## Data records
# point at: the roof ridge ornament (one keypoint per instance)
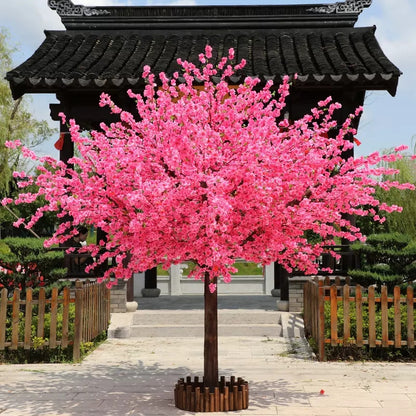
(67, 8)
(347, 6)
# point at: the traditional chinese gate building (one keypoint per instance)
(104, 49)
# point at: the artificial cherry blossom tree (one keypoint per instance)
(211, 172)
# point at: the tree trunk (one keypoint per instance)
(211, 336)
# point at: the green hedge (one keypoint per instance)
(26, 263)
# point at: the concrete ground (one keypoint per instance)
(136, 376)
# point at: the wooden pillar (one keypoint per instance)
(150, 278)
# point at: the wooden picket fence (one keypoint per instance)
(318, 292)
(92, 316)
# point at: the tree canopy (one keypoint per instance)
(16, 122)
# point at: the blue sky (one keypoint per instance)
(387, 121)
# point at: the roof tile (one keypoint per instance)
(70, 59)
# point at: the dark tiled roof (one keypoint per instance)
(110, 59)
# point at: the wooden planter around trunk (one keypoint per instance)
(193, 396)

## What to do
Lines before the one containing "# point at: the wooden picket" are to be left out; that line and every line after it through the end of the data should be copied exactly.

## Task output
# point at: the wooden picket fence (one keypoint per instance)
(318, 292)
(92, 316)
# point at: the tree canopy (one keypoint per instance)
(16, 122)
# point at: the blue sky (one keypoint per instance)
(387, 121)
# point at: the roof tile (one keypoint per instance)
(70, 59)
# point at: the dark tiled roof (one keypoint per instance)
(110, 59)
# point at: the wooden planter around trunk (one keypoint per instance)
(193, 396)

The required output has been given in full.